- Some material -

>>>>

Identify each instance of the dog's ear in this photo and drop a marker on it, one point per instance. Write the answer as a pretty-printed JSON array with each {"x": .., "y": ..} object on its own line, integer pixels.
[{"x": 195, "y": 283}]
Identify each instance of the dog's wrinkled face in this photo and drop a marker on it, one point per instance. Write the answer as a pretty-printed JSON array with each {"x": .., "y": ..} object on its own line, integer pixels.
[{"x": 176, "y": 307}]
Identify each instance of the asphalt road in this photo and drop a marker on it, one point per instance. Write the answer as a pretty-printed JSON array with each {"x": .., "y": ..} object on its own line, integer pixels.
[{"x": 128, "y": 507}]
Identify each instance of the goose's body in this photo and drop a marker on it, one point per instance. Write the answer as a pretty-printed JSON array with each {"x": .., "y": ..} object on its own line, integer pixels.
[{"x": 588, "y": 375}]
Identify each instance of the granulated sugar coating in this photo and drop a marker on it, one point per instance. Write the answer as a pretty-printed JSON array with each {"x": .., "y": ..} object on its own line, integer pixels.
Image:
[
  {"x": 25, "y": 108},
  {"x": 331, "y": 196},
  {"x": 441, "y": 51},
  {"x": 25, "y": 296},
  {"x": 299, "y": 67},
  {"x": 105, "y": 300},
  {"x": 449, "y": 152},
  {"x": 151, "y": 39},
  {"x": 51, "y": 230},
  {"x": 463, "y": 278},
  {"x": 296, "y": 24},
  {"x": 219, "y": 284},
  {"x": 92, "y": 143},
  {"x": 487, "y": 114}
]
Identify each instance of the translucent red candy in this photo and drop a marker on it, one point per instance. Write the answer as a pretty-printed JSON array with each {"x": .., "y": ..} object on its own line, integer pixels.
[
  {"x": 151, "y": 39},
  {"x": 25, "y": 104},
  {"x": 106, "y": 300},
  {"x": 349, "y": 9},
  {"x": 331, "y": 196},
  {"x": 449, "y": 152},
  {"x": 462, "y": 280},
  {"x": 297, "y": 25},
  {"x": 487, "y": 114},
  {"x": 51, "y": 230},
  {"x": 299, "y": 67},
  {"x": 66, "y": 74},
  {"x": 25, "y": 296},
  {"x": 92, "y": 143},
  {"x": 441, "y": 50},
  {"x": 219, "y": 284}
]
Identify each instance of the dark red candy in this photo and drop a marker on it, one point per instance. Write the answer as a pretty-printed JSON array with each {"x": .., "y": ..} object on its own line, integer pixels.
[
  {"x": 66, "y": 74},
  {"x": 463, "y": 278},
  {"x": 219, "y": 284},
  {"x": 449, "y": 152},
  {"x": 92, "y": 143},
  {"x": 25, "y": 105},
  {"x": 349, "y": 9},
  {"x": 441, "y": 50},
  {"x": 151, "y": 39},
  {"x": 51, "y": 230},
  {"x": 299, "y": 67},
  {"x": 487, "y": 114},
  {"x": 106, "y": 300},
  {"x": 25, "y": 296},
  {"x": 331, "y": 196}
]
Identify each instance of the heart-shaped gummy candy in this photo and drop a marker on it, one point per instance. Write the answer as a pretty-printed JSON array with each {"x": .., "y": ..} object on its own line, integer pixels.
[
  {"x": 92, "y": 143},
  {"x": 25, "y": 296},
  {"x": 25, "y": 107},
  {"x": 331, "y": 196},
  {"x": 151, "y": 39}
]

<<<<

- SHORT EXERCISE -
Rewrite the material above, substituting "place a pin" for every occurrence of "drop a marker" and leaving everything else unchanged.

- EXERCISE RESPONSE -
Identify each instance of the dog's ear in this photo and place a pin on it, one point per instance. Write the answer as a pretty-printed JSON array with each {"x": .., "y": ..} object on its own line, integer pixels.
[{"x": 195, "y": 283}]
Identify each instance of the dog's wrinkled face in this photo and place a pin on it, one point per instance. Write the answer as a pretty-printed JSON array with each {"x": .., "y": ..} object on its own line, integer pixels.
[{"x": 176, "y": 307}]
Identify each instance of the asphalt road in this photo and place a pin on it, one point per instance. Write the answer as a pretty-printed JSON array with each {"x": .., "y": ..} object on its own line, integer pixels.
[{"x": 128, "y": 507}]
Identify each instance of the goose's body in this photo and place a pin on it, one point per instance. Write the answer as a pretty-printed JSON array with each {"x": .., "y": ..} object on its own line, integer pixels.
[{"x": 588, "y": 375}]
Identify each instance of the granulated sugar coating in this photo and place a pin on it, one point per instance. Write the answer as a pretty-printed JSON array with each {"x": .., "y": ..} object on its own line, integer pixels.
Image:
[
  {"x": 25, "y": 108},
  {"x": 331, "y": 196},
  {"x": 441, "y": 51},
  {"x": 25, "y": 296},
  {"x": 299, "y": 67},
  {"x": 105, "y": 300},
  {"x": 449, "y": 152},
  {"x": 151, "y": 39},
  {"x": 51, "y": 230},
  {"x": 463, "y": 278},
  {"x": 296, "y": 24},
  {"x": 219, "y": 284},
  {"x": 92, "y": 143},
  {"x": 487, "y": 114}
]
Identify each instance of the translucent red candy in this photo and place a pin on it, one point per instance. Write the answer as a pretty-printed JSON array with each {"x": .., "y": ..} object on its own line, integer pixels.
[
  {"x": 151, "y": 39},
  {"x": 25, "y": 104},
  {"x": 106, "y": 300},
  {"x": 349, "y": 9},
  {"x": 331, "y": 196},
  {"x": 449, "y": 152},
  {"x": 462, "y": 280},
  {"x": 297, "y": 25},
  {"x": 487, "y": 114},
  {"x": 51, "y": 230},
  {"x": 299, "y": 67},
  {"x": 66, "y": 74},
  {"x": 25, "y": 296},
  {"x": 92, "y": 143},
  {"x": 441, "y": 50},
  {"x": 219, "y": 284}
]
Identify each instance of the dark red candy in this photo and place a pin on it, one point per instance. Write the answer as a pretty-printed JSON array with each {"x": .., "y": ..} object on its own line, integer pixels.
[
  {"x": 66, "y": 74},
  {"x": 463, "y": 278},
  {"x": 219, "y": 284},
  {"x": 449, "y": 152},
  {"x": 92, "y": 143},
  {"x": 25, "y": 105},
  {"x": 349, "y": 9},
  {"x": 441, "y": 50},
  {"x": 151, "y": 39},
  {"x": 51, "y": 230},
  {"x": 299, "y": 67},
  {"x": 487, "y": 114},
  {"x": 106, "y": 300},
  {"x": 25, "y": 296},
  {"x": 331, "y": 196}
]
Identify each instance of the heart-shaped gummy candy in this photo and place a pin on it, one point per instance. Write the answer as a pretty-printed JSON array with each {"x": .., "y": ..} object on its own line, integer pixels.
[
  {"x": 92, "y": 143},
  {"x": 25, "y": 296},
  {"x": 25, "y": 107},
  {"x": 331, "y": 196},
  {"x": 151, "y": 39}
]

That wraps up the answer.